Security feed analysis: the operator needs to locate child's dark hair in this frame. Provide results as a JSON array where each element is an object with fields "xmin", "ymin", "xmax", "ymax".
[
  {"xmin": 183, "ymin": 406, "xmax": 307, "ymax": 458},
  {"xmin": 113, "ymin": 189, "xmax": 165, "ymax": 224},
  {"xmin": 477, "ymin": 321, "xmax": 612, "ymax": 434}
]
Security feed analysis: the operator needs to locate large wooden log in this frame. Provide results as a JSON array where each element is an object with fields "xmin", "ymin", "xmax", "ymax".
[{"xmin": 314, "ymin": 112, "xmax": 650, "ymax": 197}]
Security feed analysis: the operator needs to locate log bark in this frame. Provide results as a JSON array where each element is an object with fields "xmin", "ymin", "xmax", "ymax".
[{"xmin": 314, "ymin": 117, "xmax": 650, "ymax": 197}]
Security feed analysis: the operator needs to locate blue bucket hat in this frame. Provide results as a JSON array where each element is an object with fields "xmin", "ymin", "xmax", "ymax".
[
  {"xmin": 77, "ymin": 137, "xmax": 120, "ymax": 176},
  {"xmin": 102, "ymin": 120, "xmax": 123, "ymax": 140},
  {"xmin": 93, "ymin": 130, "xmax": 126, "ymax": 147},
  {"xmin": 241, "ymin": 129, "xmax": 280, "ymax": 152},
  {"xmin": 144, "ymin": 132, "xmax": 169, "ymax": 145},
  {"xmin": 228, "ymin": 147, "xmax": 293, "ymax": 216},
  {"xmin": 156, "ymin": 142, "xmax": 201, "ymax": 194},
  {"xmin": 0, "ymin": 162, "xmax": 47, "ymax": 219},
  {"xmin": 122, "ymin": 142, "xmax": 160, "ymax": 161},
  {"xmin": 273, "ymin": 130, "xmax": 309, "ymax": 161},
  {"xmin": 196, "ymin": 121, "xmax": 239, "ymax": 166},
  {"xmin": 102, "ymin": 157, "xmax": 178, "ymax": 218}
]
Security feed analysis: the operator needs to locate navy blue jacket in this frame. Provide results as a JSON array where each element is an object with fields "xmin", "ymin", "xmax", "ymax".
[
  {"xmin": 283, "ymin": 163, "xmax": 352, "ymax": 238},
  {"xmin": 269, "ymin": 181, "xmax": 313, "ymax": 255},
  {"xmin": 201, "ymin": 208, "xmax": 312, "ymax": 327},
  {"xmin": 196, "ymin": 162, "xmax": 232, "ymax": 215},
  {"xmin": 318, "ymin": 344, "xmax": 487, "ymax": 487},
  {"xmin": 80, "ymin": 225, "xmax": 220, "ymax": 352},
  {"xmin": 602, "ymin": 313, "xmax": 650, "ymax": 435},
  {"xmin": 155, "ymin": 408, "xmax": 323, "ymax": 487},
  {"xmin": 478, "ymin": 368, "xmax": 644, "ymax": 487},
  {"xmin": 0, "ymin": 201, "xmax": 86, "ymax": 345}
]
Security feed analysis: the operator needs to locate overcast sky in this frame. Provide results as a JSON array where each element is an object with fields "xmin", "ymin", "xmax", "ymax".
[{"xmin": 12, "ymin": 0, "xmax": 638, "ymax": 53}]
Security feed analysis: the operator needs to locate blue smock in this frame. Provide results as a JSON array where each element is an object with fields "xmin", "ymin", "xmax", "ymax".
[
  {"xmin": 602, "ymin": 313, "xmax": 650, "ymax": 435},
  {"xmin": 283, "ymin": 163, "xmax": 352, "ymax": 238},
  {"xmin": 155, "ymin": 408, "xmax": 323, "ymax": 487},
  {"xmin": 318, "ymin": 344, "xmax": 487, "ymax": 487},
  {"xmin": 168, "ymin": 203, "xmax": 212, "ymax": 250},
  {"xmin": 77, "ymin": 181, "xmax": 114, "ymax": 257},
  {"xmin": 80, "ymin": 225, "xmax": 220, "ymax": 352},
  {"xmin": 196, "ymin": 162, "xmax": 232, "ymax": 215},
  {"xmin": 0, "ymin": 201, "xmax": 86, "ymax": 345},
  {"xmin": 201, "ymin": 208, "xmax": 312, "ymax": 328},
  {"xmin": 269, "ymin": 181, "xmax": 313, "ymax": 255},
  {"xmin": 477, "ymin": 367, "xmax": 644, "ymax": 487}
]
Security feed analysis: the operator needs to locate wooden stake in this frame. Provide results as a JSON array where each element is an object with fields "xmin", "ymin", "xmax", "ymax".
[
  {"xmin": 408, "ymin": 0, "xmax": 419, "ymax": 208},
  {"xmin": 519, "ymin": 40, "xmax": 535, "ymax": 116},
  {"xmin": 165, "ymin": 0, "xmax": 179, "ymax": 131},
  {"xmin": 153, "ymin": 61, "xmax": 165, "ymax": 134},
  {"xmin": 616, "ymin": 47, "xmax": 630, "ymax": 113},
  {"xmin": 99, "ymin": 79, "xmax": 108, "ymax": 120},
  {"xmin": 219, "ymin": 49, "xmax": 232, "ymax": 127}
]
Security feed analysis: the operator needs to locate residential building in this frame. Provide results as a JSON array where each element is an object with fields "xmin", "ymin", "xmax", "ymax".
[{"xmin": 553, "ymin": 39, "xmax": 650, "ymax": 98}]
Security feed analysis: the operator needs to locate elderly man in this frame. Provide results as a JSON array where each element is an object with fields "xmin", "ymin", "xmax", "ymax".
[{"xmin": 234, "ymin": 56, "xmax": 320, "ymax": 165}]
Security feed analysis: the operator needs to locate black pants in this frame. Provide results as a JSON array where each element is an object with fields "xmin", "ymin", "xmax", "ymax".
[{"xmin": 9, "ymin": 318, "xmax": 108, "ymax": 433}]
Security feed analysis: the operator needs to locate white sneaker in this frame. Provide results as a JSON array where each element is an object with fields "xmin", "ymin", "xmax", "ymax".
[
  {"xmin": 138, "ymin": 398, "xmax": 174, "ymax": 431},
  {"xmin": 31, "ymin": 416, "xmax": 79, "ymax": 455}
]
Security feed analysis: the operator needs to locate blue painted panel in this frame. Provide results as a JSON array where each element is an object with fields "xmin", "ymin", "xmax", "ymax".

——————

COSA FARE: Disponi in una tabella Markdown, con le colonne N. e Riga, le righe dell'elenco a partire da quella che contiene "Security feed analysis: the operator needs to locate white" e fino alla fine dell'elenco, estremi compresi. Lascia fuori le righe vuote.

SOLUZIONE COMPLETA:
| N. | Riga |
|---|---|
| 1 | Security feed analysis: the operator needs to locate white sneaker in this frame. Provide results as a JSON array where each element is an object with fields "xmin", "ymin", "xmax", "ymax". |
| 2 | [ |
| 3 |   {"xmin": 138, "ymin": 398, "xmax": 174, "ymax": 431}, |
| 4 |   {"xmin": 31, "ymin": 416, "xmax": 79, "ymax": 455} |
| 5 | ] |
| 6 | Security feed analysis: the operator needs to locate blue painted panel in this frame. Provide results as a JSON array where each element is an object with fields "xmin", "ymin", "xmax", "ymax". |